• [What is required]:
Reproduce the entries below in full, replacing each occurrence of "put a pin on" with "mark" and leaving all other text unchanged.

** START Exercise material **

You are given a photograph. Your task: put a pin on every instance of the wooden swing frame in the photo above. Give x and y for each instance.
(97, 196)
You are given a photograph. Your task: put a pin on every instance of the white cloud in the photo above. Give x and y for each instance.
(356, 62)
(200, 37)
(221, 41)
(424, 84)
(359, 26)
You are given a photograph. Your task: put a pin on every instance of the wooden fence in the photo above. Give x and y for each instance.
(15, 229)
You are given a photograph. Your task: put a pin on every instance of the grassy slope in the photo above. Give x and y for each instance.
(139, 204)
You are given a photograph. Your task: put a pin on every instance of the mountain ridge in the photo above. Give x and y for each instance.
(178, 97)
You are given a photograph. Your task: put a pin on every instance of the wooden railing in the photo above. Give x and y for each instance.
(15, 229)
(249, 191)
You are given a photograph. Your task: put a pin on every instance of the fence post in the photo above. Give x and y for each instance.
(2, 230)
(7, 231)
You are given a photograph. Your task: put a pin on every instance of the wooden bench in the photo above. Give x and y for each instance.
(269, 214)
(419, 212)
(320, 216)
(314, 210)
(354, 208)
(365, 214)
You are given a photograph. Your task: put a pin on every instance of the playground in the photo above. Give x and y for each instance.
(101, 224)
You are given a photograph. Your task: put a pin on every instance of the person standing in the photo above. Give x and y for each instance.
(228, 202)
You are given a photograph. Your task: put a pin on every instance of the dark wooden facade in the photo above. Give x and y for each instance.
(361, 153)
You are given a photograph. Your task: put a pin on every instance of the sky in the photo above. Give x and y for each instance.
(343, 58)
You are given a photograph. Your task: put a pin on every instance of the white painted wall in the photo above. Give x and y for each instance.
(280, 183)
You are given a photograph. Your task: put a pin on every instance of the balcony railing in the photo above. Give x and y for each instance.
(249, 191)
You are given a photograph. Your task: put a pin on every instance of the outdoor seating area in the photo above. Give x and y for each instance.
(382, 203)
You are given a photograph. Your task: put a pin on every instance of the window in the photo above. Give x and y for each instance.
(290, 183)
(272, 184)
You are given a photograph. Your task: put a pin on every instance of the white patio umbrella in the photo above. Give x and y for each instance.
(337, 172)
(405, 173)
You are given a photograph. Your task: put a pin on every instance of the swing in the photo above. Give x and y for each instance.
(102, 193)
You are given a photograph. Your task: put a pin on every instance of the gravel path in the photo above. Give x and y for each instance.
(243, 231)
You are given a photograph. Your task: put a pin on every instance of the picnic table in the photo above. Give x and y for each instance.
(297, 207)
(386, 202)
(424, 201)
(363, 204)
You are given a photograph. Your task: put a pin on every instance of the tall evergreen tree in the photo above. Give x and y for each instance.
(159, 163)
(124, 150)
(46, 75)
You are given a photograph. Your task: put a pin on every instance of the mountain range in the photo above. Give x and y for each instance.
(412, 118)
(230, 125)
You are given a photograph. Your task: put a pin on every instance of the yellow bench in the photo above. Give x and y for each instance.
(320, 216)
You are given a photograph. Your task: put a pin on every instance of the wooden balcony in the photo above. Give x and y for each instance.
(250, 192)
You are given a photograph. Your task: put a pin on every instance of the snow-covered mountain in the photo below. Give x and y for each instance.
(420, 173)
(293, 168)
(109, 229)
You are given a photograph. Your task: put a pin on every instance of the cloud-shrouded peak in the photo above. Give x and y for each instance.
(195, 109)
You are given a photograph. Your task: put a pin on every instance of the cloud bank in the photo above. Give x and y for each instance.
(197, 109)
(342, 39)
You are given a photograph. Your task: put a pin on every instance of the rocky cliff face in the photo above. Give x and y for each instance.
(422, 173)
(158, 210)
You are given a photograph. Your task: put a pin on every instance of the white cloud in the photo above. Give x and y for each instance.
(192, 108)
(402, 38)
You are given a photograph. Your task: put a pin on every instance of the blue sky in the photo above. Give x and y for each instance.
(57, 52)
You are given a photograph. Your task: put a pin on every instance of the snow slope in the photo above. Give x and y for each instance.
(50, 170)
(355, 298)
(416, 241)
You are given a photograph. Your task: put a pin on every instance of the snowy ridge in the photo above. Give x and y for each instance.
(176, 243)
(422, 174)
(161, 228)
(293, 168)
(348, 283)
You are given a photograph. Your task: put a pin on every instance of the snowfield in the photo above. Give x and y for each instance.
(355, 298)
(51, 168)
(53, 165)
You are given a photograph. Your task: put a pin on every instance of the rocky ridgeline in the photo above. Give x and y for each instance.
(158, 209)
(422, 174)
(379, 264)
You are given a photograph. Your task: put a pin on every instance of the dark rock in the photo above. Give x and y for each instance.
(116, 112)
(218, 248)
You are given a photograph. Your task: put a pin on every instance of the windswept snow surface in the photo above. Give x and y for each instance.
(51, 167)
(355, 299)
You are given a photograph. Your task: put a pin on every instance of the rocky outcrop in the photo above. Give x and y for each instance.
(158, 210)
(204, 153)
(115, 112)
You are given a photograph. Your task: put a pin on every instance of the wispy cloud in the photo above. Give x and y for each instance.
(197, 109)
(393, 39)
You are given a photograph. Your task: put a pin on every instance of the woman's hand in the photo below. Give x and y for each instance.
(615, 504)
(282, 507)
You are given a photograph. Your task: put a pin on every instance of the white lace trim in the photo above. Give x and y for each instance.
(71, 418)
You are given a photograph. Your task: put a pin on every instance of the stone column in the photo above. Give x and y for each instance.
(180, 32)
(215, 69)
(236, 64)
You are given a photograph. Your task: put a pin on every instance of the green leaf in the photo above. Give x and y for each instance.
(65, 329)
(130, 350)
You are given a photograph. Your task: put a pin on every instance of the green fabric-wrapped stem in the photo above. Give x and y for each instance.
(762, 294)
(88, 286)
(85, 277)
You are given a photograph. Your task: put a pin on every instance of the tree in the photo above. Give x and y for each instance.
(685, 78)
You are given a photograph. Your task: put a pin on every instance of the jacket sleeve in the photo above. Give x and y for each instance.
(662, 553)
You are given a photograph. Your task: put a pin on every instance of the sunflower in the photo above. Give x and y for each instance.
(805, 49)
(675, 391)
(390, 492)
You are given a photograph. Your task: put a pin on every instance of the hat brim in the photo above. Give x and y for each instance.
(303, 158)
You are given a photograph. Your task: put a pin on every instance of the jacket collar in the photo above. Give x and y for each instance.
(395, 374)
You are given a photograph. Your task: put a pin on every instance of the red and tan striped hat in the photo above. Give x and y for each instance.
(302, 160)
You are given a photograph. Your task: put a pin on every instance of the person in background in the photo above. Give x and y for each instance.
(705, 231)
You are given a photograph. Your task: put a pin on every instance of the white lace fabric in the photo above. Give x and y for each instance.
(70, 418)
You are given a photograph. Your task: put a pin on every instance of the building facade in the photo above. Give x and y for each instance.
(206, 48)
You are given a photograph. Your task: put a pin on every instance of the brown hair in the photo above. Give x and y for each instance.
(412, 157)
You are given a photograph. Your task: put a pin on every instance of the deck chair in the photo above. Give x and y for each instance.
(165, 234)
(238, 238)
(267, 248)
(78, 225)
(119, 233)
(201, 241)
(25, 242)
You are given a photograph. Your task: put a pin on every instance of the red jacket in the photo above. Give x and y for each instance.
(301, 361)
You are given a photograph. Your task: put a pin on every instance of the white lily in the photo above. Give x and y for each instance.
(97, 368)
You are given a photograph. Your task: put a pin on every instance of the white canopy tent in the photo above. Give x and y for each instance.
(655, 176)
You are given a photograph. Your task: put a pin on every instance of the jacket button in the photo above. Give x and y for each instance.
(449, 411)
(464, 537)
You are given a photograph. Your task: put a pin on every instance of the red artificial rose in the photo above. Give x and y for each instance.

** END Exercise material **

• [Expected output]:
You are given a photograph. Your task: mark every instance of the wooden swing frame in the photo above. Give x and y for each instance.
(97, 196)
You are given a photograph. Your task: mark every instance of the white cloud in the photo above. Give x and y for each instance.
(356, 62)
(200, 37)
(221, 41)
(424, 84)
(359, 26)
You are given a photograph. Your task: mark every instance of the wooden fence in the photo above. Give x and y for each instance.
(15, 229)
You are given a photograph. Your task: mark every instance of the grassy slope in the photo above. Give x and y for each instance.
(139, 204)
You are given a photograph. Your task: mark every instance of the mountain ridge in the photo above. Give x and y for each instance.
(178, 97)
You are given a photograph. Your task: mark every instance of the wooden railing in the photo above. Give x and y for each instance.
(15, 229)
(249, 191)
You are given a photograph. Your task: mark every instance of the fence post in the photo above. Give x and y for each instance.
(2, 230)
(7, 231)
You are given a photograph. Your task: mark every instance of the wooden bench in the photo above. Give x and y for each instance.
(269, 214)
(419, 212)
(320, 216)
(314, 210)
(354, 208)
(365, 214)
You are given a photograph. Your task: mark every instance of the playground in the photo above. Give x and y for each instance.
(101, 224)
You are given a photograph. Your task: mark every instance of the person standing in the photo above. Give x and y for each instance.
(228, 202)
You are given a photograph. Your task: mark every instance of the dark wooden facade in the photo above. Give x and y for each instance.
(361, 153)
You are given a photograph. Your task: mark every instance of the sky in the photo above. Give x and y for each instance.
(343, 58)
You are given a photograph. Your task: mark every instance of the white painted wall in the photo above. Give x and y for each instance.
(280, 183)
You are given a photograph. Your task: mark every instance of the balcony railing in the photo above. Give x and y for each instance.
(249, 191)
You are given a photograph. Your task: mark every instance of the outdoor seating area in the photo above. Give x and y for each instance.
(382, 203)
You are given a photograph. Your task: mark every instance of the window in the photo above. Give x and y for each instance.
(290, 183)
(272, 184)
You are given a photograph. Your task: mark every instance of the white patio umbrella in the photo above. Give x and y for each instance.
(337, 172)
(405, 173)
You are given a photograph. Your task: mark every instance of the swing in the photo above. Give x and y for each instance.
(102, 193)
You are given a photograph. Your task: mark every instance of the gravel path in the photo above. Give x and y for each instance.
(243, 231)
You are given a photograph. Your task: mark every instance of the picnic table in the photo above. Give x and y for each instance.
(297, 207)
(386, 202)
(424, 201)
(363, 204)
You are given a photograph. Your task: mark every instance of the tall evergreen tree in the photo above. Give x and y for each instance.
(159, 163)
(124, 150)
(46, 75)
You are given a photograph. Your task: mark every instance of the mountain range in the photo above. Give x and y for each instance.
(412, 118)
(230, 125)
You are given a photograph. Your task: mark every instance of the yellow bench in the photo above. Give x and y for each instance.
(320, 216)
You are given a photograph. Your task: mark every instance of the wooden balcony in the photo above. Give x and y for each instance.
(250, 192)
You are given a photograph. Your task: mark every instance of the snow-covered mountain in the photo below. Give x and y for each instance.
(420, 173)
(293, 168)
(109, 229)
You are given a photograph. Your task: mark every instance of the cloud-shrouded peak in the photo above. Give x and y for each instance.
(195, 109)
You are given a photograph. Your task: mark every instance of the cloud bank in the photo above. Give x and y for each instance.
(197, 109)
(342, 39)
You are given a photograph. Your task: mark every instance of the rocky cliff face in the photo above. Give x and y for each instance.
(422, 173)
(158, 210)
You are given a photograph. Your task: mark every instance of the white cloud in the photo above. Give x and y for each instance.
(192, 108)
(402, 38)
You are given a photograph. Your task: mark every instance of the blue sky in the photo above. Give x and y for each instance.
(57, 52)
You are given a photograph. Your task: mark every instance of the snow slope in the photo above. Give x and y for each instance.
(50, 170)
(355, 298)
(416, 241)
You are given a photograph. Your task: mark every instance of the snowy ridge in the photo above. Give x and y for each instance.
(176, 243)
(422, 174)
(161, 228)
(293, 168)
(348, 283)
You are given a photograph. Your task: mark every instance of the snowfield in the photo above. Give x and y for each instance.
(355, 298)
(51, 168)
(53, 165)
You are given a photograph. Your task: mark every instance of the rocky ridgeline in the photo above. Give x and y for each instance.
(158, 209)
(422, 174)
(379, 264)
You are given a photograph. Your task: mark every instance of the dark rock in the photo above. Give x and y for each instance.
(116, 112)
(218, 248)
You are given a photograph. Your task: mark every instance of the windswept snow surface in the photo above. Give x and y for each instance.
(51, 167)
(355, 299)
You are given a photograph. Your task: mark every instance of the rocky outcrop in the photo above. Give x and y for each instance.
(158, 210)
(204, 153)
(115, 112)
You are given a photograph. Your task: mark every instance of the wispy cloud in the photo above. Give x and y for each instance.
(197, 109)
(393, 39)
You are given a photograph. Your task: mark every instance of the woman's hand in the photo below. Give x and y for each instance.
(615, 504)
(282, 507)
You are given a photograph. Your task: mark every instance of the white lace trim in the photo above. Give x and y for each instance.
(71, 418)
You are given a photograph. Your task: mark every instance of the stone column in the photo above. Give x and y for each instance.
(180, 32)
(215, 69)
(236, 64)
You are given a photograph. Your task: mark every instance of the green leaf in the photo above. Give x and y for each instance.
(65, 329)
(130, 350)
You are given a photograph. Your task: mark every instance of the green fabric-wrapped stem in the photo above. Give x and y for each instance.
(762, 294)
(88, 286)
(85, 277)
You are given a photograph. Your task: mark every instance of the tree in the photo above. Give x and y for each instance.
(685, 78)
You are given a photograph. Your task: mark every instance of the jacket sleeve in the photo above. Give x and y for each instance.
(662, 553)
You are given a photograph. Your task: mark every instance of the sunflower in the photo above. Give x and y for each instance.
(805, 49)
(675, 391)
(390, 492)
You are given a photograph. Your task: mark every instance of the hat brim in the photo above. Give x and y for each instance.
(303, 158)
You are given a photograph. Your task: mark every instance of the jacket collar in the photo above. Give x and y for each instance.
(395, 374)
You are given a photograph. Your task: mark every instance of the red and tan striped hat in the photo above. Give x and y for each instance.
(302, 160)
You are given a photograph. Your task: mark every instance of the person in background in the photo above. Give x and y for each instance.
(705, 231)
You are given a photograph. Your task: mark every instance of the white lace fabric in the photo above. Give x and y for each instance.
(70, 418)
You are given a photograph. Your task: mark every instance of the building facade in the photo above. Give x and y for each instance.
(206, 48)
You are given a photograph. Your task: mark every instance of the brown hair in the photo above. Give x and y for each instance.
(412, 157)
You are given a photograph. Your task: mark every instance of the deck chair in the photo above. Give x and y for each instance.
(165, 234)
(238, 238)
(267, 248)
(78, 225)
(119, 233)
(201, 241)
(25, 242)
You are given a photograph. Your task: mark every instance of the red jacket in the photo above. Give x and y for each instance.
(301, 361)
You are given a photograph. Your task: mark every instance of the white lily in the photo above. Give x and y for each instance.
(97, 368)
You are given a photograph. Your task: mark every instance of the white canopy tent in the photo above. Give x and y for each instance.
(655, 176)
You are given a photograph. Your task: mark every instance of the jacket button in the photo above. Give x and y for each instance.
(449, 411)
(464, 537)
You are given a photograph. Your task: mark every instance of the red artificial rose in the photo above. Give x and y for each instance.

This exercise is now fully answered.